-- EXCERPT TO READ --
┏━━
24.6 Estimating event probabilities

This is an old version, view current version.

24.6 Estimating event probabilities

Event probabilities involving either parameters or predictions or both may be coded in the generated quantities block. For example, to evaluate $\textrm{Pr}[\lambda > 5 \mid y]$ in the simple Poisson example with only a rate parameter $\lambda$ , it suffices to define a generated quantity

generated quantities {
  int<lower = 0, upper = 1> lambda_gt_5 = lambda > 5;
  ...

The value of the expression lambda > 5 is 1 if the condition is true and 0 otherwise. The posterior mean of this parameter is the event probability $\begin{eqnarray*} \mbox{Pr}[\lambda > 5 \mid y] & = & \int \textrm{I}(\lambda > 5) \cdot p(\lambda \mid y) \, \textrm{d}\lambda \\[4pt] & \approx & \frac{1}{M} \sum_{m = 1}^M \textrm{I}[\lambda^{(m)} > 5], \end{eqnarray*}$ where each $\lambda^{(m)} \sim p(\lambda \mid y)$ is distributed according to the posterior. In Stan, this is recovered as the posterior mean of the parameter lambda_gt_5.

In general, event probabilities may be expressed as expectations of indicator functions. For example, $\begin{eqnarray*} \textrm{Pr}[\lambda > 5 \mid y] & = & \mathbb{E}[\textrm{I}[\lambda > 5] \mid y] \\[4pt] & = & \int \textrm{I}(\lambda > 5) \cdot p(\lambda \mid y) \, \textrm{d}\lambda \\[4pt] & \approx & \frac{1}{M} \sum_{m = 1}^M \textrm{I}(\lambda^{(m)} > 5). \end{eqnarray*}$ The last line above is the posterior mean of the indicator function as coded in Stan.

Event probabilities involving posterior predictive quantities $\tilde{y}$ work exactly the same way as those for parameters. For example, if $\tilde{y}_n$ is the prediction for the $n$ -th unobserved outcome (such as the score of a team in a game or a level of expression of a protein in a cell), then $\begin{eqnarray*} \mbox{Pr}[\tilde{y}_3 > \tilde{y}_7 \mid \tilde{x}, x, y] & = & \mathbb{E}\!\left[I[\tilde{y}_3 > \tilde{y}_7] \mid \tilde{x}, x, y\right] \\[4pt] & = & \int \textrm{I}(\tilde{y}_3 > \tilde{y}_7) \cdot p(\tilde{y} \mid \tilde{x}, x, y) \, \textrm{d}\tilde{y} \\[4pt] & \approx & \frac{1}{M} \sum_{m = 1}^M \textrm{I}(\tilde{y}^{(m)}_3 > \tilde{y}^{(m)}_7), \end{eqnarray*}$ where $\tilde{y}^{(m)} \sim p(\tilde{y} \mid \tilde{x}, x, y).$
┗━━
-- RECORD EXTRACTS --
┏━━
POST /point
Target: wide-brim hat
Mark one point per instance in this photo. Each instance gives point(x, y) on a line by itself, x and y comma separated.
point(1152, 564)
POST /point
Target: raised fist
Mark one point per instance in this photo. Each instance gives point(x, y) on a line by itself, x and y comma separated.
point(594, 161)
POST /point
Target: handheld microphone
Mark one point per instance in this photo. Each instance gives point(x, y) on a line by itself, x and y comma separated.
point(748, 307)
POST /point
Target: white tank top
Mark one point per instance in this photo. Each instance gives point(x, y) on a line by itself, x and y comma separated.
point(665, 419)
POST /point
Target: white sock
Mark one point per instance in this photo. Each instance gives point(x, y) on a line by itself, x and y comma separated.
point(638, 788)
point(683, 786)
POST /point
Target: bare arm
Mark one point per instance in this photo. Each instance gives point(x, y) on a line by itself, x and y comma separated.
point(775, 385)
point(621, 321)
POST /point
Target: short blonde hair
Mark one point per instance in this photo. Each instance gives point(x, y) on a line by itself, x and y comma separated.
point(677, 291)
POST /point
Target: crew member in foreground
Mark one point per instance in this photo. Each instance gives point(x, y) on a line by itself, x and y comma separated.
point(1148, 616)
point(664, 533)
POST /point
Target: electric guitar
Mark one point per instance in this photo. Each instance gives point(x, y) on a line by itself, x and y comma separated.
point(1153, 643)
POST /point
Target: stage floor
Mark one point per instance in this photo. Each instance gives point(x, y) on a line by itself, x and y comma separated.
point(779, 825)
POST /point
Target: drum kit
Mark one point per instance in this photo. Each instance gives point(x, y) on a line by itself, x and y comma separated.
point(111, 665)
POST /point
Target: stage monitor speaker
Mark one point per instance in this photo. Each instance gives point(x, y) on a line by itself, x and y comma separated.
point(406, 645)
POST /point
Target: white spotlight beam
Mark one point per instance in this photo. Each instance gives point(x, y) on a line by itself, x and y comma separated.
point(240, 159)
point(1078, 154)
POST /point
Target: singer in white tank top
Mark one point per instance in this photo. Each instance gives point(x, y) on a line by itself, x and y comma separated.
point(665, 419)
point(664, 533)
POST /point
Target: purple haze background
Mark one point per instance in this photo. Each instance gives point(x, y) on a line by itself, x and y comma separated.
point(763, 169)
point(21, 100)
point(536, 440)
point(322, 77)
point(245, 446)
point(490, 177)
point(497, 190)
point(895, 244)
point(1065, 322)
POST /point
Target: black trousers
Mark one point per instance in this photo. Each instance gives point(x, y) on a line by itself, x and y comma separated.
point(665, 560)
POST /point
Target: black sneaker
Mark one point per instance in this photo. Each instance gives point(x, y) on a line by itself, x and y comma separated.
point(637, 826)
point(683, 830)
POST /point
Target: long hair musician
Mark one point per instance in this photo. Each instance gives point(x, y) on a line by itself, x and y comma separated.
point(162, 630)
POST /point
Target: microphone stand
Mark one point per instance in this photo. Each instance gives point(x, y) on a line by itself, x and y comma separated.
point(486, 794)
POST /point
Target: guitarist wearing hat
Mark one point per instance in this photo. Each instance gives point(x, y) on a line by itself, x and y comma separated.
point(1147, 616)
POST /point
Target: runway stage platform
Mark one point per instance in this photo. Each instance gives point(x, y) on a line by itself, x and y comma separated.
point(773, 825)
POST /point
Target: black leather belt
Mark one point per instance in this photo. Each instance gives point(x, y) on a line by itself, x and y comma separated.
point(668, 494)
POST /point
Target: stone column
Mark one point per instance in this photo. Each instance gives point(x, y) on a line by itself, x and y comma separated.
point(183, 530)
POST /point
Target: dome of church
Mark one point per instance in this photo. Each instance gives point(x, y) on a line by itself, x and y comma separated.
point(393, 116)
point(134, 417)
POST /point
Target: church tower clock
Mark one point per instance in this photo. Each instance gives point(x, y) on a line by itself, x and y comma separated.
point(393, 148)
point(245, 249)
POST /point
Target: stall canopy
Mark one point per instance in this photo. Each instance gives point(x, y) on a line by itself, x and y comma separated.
┗━━
-- WORK TO COMPLETE --
Condense the paragraph of the section on estimating event probabilities that begins "Event probabilities involving posterior predictive quantities" into a short list that keeps its main facts. The records have no connection to the section on estimating event probabilities.

-- RESULT --
- Event probabilities for posterior predictive quantities ỹ work the same way as those for parameters.
- Example: ỹₙ is the prediction for the n-th unobserved outcome, such as a team's score in a game or a protein's expression level in a cell.
- Pr[ỹ₃ > ỹ₇ | x̃, x, y] equals the expectation of the indicator I[ỹ₃ > ỹ₇] given x̃, x, y.
- That expectation is the integral of the indicator times p(ỹ | x̃, x, y).
- It is approximated by averaging the indicator I(ỹ₃⁽ᵐ⁾ > ỹ₇⁽ᵐ⁾) over M draws.
- Each draw ỹ⁽ᵐ⁾ is sampled from p(ỹ | x̃, x, y).